• Directions for this task:
Find each line in the rows below that contains the word "banner" and copy those lines in full.

• Extracted material:
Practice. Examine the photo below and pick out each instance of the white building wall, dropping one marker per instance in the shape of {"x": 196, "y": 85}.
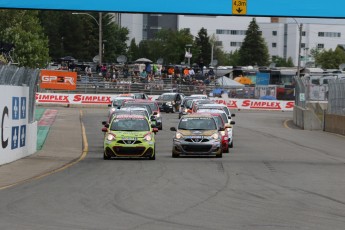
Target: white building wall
{"x": 310, "y": 40}
{"x": 212, "y": 23}
{"x": 134, "y": 23}
{"x": 287, "y": 44}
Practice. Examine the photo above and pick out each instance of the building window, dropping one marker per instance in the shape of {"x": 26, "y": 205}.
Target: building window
{"x": 236, "y": 44}
{"x": 218, "y": 43}
{"x": 231, "y": 32}
{"x": 329, "y": 34}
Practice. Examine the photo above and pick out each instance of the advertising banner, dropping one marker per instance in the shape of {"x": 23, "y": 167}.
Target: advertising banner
{"x": 285, "y": 8}
{"x": 102, "y": 99}
{"x": 55, "y": 79}
{"x": 14, "y": 122}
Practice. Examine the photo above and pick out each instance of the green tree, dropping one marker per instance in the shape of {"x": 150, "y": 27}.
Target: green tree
{"x": 133, "y": 51}
{"x": 22, "y": 28}
{"x": 234, "y": 58}
{"x": 331, "y": 59}
{"x": 202, "y": 42}
{"x": 282, "y": 62}
{"x": 254, "y": 50}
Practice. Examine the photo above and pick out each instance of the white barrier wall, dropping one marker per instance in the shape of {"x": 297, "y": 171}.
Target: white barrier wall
{"x": 17, "y": 137}
{"x": 232, "y": 103}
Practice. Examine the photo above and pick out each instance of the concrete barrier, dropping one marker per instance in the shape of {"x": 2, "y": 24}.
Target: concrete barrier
{"x": 335, "y": 124}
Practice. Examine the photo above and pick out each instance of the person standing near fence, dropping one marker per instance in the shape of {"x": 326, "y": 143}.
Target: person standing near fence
{"x": 88, "y": 71}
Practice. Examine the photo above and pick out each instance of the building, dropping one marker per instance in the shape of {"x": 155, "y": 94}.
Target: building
{"x": 282, "y": 35}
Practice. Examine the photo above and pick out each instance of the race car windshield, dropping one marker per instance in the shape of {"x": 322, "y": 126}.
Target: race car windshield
{"x": 188, "y": 103}
{"x": 197, "y": 124}
{"x": 219, "y": 121}
{"x": 167, "y": 97}
{"x": 148, "y": 108}
{"x": 130, "y": 125}
{"x": 117, "y": 102}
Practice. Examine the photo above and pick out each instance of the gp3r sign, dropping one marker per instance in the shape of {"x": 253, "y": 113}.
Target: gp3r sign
{"x": 14, "y": 120}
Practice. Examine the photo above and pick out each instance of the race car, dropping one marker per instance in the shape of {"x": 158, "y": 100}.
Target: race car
{"x": 197, "y": 134}
{"x": 129, "y": 136}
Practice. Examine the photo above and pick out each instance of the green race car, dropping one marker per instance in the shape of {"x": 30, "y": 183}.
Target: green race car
{"x": 129, "y": 136}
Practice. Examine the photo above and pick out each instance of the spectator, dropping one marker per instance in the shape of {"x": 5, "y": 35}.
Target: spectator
{"x": 88, "y": 71}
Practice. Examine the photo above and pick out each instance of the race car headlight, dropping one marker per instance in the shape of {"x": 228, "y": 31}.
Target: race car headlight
{"x": 215, "y": 136}
{"x": 111, "y": 137}
{"x": 178, "y": 135}
{"x": 148, "y": 137}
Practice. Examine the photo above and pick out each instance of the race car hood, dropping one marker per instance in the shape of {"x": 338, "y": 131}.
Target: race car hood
{"x": 136, "y": 134}
{"x": 196, "y": 132}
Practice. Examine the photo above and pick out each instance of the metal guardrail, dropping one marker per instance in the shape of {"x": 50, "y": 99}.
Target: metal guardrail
{"x": 336, "y": 97}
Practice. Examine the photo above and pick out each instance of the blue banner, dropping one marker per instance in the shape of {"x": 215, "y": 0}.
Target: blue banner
{"x": 282, "y": 8}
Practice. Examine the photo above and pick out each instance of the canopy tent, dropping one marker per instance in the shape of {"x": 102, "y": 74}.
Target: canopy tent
{"x": 243, "y": 80}
{"x": 225, "y": 81}
{"x": 143, "y": 60}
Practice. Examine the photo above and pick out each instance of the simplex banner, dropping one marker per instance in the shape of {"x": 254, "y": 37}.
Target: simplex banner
{"x": 102, "y": 99}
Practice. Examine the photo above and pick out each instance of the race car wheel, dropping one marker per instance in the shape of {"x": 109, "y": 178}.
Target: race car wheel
{"x": 153, "y": 156}
{"x": 174, "y": 155}
{"x": 105, "y": 157}
{"x": 219, "y": 155}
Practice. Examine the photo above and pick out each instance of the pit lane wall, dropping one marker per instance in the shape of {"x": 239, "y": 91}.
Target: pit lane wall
{"x": 102, "y": 99}
{"x": 18, "y": 136}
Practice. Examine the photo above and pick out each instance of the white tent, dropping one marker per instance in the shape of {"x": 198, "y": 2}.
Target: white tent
{"x": 225, "y": 81}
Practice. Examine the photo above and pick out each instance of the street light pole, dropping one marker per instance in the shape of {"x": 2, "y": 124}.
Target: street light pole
{"x": 100, "y": 32}
{"x": 299, "y": 47}
{"x": 189, "y": 54}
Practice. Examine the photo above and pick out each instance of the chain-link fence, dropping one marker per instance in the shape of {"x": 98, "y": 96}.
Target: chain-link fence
{"x": 300, "y": 92}
{"x": 12, "y": 75}
{"x": 336, "y": 97}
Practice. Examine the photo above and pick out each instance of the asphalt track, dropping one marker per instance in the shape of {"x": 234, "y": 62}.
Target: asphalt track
{"x": 276, "y": 177}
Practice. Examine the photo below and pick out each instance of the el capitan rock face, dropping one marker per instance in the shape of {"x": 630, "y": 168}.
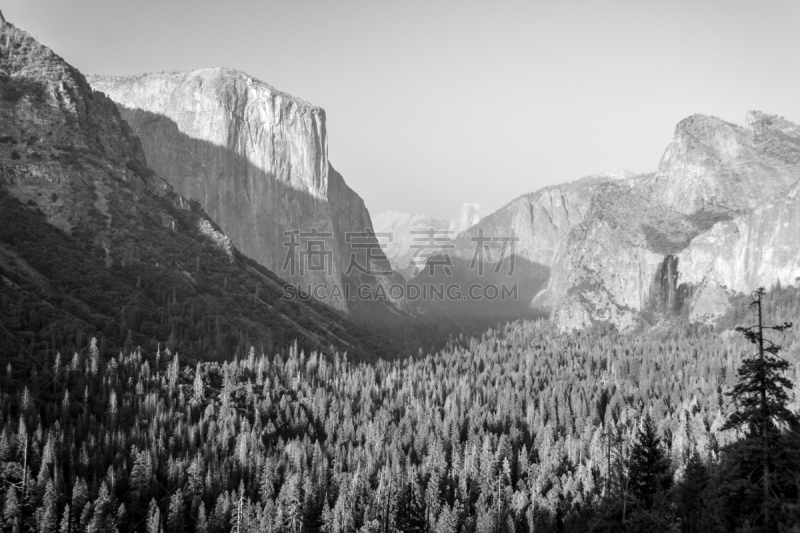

• Correct result:
Practice. Examine the photo above and pick out each instance of the advertising banner, dropping one marker per instance in the shape of {"x": 23, "y": 167}.
Target: advertising banner
Practice. Examine the photo above and pick out each instance of the blue banner, dropping one marker per instance in the shape of {"x": 215, "y": 0}.
Target: blue banner
Practice. Examine the photo above and pick out each instance of the simplex banner, dropping one marker per instance in the shape of {"x": 254, "y": 37}.
Target: simplex banner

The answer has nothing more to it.